**Task item:** Below are records. Return each one exactly as written.
↓↓↓
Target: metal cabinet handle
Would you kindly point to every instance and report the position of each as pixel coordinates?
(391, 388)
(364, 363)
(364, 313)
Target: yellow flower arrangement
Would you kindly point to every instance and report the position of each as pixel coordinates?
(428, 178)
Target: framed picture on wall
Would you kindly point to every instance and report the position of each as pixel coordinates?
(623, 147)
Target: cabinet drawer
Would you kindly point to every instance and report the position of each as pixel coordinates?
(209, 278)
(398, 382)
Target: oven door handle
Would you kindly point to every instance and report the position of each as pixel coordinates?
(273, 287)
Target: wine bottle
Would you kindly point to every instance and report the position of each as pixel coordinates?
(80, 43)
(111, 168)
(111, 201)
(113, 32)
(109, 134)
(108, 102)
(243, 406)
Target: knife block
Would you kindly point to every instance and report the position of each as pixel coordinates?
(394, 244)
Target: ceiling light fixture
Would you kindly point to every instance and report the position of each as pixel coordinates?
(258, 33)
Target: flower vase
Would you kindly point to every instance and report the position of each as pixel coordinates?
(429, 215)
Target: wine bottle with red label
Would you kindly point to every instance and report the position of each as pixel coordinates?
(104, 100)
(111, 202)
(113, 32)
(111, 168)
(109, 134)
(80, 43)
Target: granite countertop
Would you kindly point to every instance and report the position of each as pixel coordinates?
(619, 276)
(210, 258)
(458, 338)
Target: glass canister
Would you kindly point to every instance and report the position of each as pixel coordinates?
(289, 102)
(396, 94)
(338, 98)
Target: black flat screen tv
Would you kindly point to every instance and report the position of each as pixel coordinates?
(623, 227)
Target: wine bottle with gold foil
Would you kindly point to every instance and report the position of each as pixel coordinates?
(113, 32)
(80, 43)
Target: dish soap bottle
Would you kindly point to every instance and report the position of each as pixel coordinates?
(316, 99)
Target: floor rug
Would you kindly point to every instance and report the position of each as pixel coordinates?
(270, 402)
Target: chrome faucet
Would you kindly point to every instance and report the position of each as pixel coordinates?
↑↑↑
**Answer section:**
Target: metal cabinet handle
Would you kindly point to every instance and report the position of each as pixel coordinates?
(391, 388)
(364, 363)
(364, 313)
Target: yellow flower arrangement
Would you kindly point to every instance and report the position of each as pixel coordinates?
(428, 178)
Target: framed picture on wall
Would you kindly point to every instance and report the position of each as pixel coordinates?
(623, 147)
Target: cabinet drawer
Would you kindly point to every instance and report the position of each as pixel coordinates?
(209, 278)
(398, 382)
Target: oven door handle
Would you kindly point to every instance and report the position of each as pixel coordinates?
(273, 287)
Target: wine bottle
Would you kindly point to every instance and report the position of each as pixel coordinates?
(80, 43)
(111, 168)
(111, 201)
(113, 32)
(109, 134)
(108, 102)
(243, 406)
Target: knife block
Would you kindly point to every instance and report the position of each as pixel coordinates?
(394, 244)
Target: ceiling light fixture
Would you kindly point to every instance and report the position of each as pixel coordinates?
(258, 33)
Target: flower vase
Would you kindly point to every instance and report the position of each as pixel coordinates?
(429, 215)
Target: wine bottle with red label
Would you kindly point to every instance and report the position of each as pixel coordinates?
(104, 100)
(111, 202)
(113, 32)
(111, 168)
(109, 134)
(80, 43)
Target: granite countertop
Would you kindly point to every instance and report the position of each as pixel coordinates?
(619, 276)
(210, 258)
(458, 338)
Target: glass canister
Would you kindly point to every instance and report the position of each as pixel coordinates?
(289, 102)
(396, 94)
(338, 98)
Target: black flat screen tv
Would you kindly point to every instance and report the position of each as pixel coordinates?
(623, 227)
Target: wine bottle with gold foil
Would you kindly point to every instance and report the position of each as pixel coordinates?
(113, 32)
(80, 43)
Target: dish soap bottle
Would you kindly point to every instance and report the position of each as pixel coordinates?
(316, 99)
Target: floor rug
Would you kindly point to every instance and report the position of each as pixel coordinates?
(270, 402)
Target: chrome faucet
Would you kindly point to every instance and report the position of each as pixel coordinates?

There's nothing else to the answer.